EXERCISE:
Find every line in the rows below that contains the string "ceiling", and copy each of those lines.

(Coordinate labeling data)
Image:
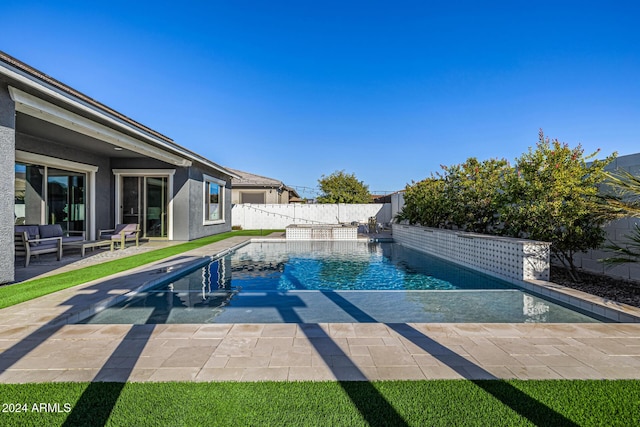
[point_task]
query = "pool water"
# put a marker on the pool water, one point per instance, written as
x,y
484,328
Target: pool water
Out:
x,y
315,282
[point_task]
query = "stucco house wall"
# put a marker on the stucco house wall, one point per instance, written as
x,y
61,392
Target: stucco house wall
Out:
x,y
56,135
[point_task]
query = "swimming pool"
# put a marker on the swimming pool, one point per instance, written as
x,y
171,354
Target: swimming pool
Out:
x,y
349,281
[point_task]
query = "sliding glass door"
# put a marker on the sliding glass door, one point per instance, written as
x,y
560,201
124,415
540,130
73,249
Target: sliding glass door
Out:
x,y
66,199
61,201
144,201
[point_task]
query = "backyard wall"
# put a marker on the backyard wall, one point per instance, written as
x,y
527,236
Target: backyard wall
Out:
x,y
616,232
278,216
513,260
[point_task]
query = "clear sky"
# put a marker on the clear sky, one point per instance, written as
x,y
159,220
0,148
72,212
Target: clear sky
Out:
x,y
386,90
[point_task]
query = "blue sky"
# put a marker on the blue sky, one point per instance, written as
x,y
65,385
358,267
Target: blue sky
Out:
x,y
386,90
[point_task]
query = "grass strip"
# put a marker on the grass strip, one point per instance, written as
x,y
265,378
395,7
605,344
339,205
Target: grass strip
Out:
x,y
416,403
28,290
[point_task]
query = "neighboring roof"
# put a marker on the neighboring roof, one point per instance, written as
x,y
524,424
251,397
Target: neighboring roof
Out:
x,y
29,79
247,179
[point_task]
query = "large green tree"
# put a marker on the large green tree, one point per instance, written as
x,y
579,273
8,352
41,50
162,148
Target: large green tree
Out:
x,y
341,187
553,195
466,196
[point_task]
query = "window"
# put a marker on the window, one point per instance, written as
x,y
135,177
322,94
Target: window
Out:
x,y
213,200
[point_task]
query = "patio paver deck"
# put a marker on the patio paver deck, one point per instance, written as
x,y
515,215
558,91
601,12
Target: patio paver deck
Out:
x,y
38,345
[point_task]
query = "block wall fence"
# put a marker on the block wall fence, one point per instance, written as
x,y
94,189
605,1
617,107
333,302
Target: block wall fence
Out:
x,y
278,216
513,260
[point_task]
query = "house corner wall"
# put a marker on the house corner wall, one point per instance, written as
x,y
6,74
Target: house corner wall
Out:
x,y
7,185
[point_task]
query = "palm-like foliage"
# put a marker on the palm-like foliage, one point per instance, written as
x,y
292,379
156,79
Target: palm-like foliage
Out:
x,y
625,200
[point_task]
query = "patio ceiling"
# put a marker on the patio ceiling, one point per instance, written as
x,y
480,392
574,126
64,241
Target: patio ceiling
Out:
x,y
41,129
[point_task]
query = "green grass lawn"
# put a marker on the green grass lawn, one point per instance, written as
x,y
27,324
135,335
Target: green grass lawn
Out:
x,y
25,291
413,403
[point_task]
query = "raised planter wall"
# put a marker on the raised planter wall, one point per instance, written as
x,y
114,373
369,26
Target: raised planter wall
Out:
x,y
513,260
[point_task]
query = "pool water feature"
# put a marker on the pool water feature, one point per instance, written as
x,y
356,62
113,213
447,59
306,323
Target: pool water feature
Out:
x,y
347,281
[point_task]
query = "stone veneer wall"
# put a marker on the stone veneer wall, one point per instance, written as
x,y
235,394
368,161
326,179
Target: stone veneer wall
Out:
x,y
7,184
513,260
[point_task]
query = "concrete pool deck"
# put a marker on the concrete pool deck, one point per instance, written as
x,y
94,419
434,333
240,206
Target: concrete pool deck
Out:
x,y
39,344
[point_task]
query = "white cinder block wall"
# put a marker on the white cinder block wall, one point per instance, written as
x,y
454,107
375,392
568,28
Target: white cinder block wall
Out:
x,y
278,216
513,260
616,232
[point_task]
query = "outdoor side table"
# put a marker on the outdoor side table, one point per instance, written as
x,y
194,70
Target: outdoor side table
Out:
x,y
83,245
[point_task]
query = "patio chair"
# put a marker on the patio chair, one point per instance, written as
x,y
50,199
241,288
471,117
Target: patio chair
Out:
x,y
55,230
28,243
122,233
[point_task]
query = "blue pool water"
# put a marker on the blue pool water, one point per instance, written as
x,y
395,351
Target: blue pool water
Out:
x,y
314,282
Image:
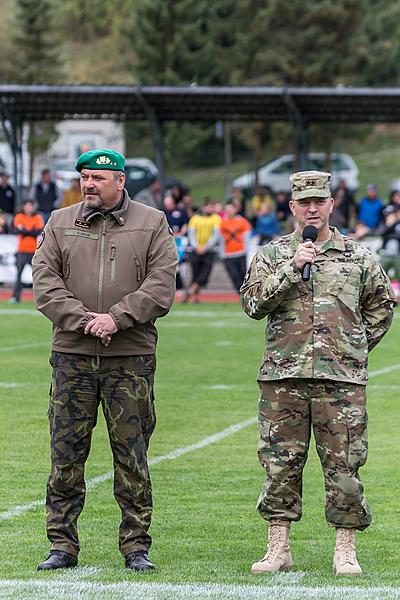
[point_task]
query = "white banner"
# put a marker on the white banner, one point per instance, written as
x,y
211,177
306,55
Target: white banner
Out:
x,y
8,270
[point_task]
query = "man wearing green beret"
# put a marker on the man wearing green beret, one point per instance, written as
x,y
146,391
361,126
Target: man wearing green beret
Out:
x,y
320,327
103,272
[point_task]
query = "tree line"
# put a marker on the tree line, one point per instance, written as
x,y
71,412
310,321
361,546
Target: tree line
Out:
x,y
199,42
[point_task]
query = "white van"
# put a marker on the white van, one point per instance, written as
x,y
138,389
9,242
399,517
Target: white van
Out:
x,y
274,176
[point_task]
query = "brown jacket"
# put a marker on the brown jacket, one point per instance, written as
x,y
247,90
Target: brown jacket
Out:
x,y
123,263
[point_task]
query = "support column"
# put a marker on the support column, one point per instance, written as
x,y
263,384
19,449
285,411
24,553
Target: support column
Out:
x,y
228,158
299,130
13,133
158,139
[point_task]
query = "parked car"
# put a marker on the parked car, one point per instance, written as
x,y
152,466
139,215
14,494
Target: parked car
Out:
x,y
139,173
274,175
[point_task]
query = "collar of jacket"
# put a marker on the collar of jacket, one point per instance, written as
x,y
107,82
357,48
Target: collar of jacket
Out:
x,y
336,241
120,215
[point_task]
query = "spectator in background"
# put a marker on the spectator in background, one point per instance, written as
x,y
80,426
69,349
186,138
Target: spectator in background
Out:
x,y
219,209
347,203
28,225
237,198
73,195
370,208
234,231
259,199
394,200
151,196
203,240
390,251
267,225
338,218
46,195
4,228
177,192
283,212
7,198
187,204
177,217
178,221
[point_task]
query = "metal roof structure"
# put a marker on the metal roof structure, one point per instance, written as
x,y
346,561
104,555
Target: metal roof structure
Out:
x,y
40,102
300,106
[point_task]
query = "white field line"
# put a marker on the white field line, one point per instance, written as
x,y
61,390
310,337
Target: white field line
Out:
x,y
207,314
21,509
17,347
17,312
384,370
60,588
210,325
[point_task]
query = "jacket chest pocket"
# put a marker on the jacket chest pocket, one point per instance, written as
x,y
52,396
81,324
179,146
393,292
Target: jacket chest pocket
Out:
x,y
346,287
79,246
124,261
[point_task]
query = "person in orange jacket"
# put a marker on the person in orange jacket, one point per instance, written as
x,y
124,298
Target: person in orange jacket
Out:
x,y
28,225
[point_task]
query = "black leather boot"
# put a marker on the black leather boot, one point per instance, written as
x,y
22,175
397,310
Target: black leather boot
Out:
x,y
58,559
138,561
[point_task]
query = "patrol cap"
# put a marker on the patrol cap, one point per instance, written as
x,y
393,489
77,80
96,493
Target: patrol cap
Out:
x,y
103,159
310,184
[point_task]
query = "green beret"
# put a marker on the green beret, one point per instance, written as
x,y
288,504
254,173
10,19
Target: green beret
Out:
x,y
103,159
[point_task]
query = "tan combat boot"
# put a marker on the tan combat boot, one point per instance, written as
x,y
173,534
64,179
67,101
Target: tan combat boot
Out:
x,y
345,560
278,555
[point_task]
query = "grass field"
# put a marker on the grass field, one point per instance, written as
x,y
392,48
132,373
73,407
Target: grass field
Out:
x,y
205,529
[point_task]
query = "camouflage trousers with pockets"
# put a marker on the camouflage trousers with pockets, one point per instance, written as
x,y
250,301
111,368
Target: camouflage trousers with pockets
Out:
x,y
124,387
288,409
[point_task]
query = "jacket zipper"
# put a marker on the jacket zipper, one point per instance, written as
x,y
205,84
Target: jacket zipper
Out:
x,y
113,262
101,276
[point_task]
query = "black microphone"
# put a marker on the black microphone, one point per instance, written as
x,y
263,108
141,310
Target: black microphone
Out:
x,y
310,234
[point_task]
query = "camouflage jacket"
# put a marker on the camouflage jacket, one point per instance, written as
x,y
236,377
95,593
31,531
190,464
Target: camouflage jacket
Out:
x,y
323,328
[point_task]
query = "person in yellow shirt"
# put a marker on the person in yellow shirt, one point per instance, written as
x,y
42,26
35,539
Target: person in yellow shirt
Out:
x,y
203,233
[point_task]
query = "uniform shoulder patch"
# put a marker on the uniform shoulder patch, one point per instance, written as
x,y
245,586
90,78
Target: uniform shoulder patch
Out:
x,y
81,223
40,240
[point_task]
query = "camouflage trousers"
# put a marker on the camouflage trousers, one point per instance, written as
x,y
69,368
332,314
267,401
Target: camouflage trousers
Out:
x,y
336,412
124,387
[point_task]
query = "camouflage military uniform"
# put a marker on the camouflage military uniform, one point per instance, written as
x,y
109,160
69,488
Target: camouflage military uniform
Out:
x,y
124,387
314,369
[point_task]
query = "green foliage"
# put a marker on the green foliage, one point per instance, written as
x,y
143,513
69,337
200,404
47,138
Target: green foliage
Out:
x,y
382,25
37,61
36,56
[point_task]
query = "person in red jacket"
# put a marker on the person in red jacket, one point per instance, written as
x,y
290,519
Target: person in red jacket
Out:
x,y
234,232
28,225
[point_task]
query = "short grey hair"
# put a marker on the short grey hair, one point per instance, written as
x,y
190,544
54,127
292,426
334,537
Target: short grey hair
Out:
x,y
117,174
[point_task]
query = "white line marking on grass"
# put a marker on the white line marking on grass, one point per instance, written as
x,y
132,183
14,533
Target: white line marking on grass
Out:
x,y
207,314
20,311
59,588
211,324
384,370
23,508
24,346
17,511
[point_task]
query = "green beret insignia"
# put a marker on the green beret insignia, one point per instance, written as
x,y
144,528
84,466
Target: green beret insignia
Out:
x,y
103,159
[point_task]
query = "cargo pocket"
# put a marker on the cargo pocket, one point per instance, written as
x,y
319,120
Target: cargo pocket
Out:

RESPONSE TO THE EXERCISE:
query = "patio ceiling"
# put a marker on the patio ceiling, one point per instance, written as
Target: patio ceiling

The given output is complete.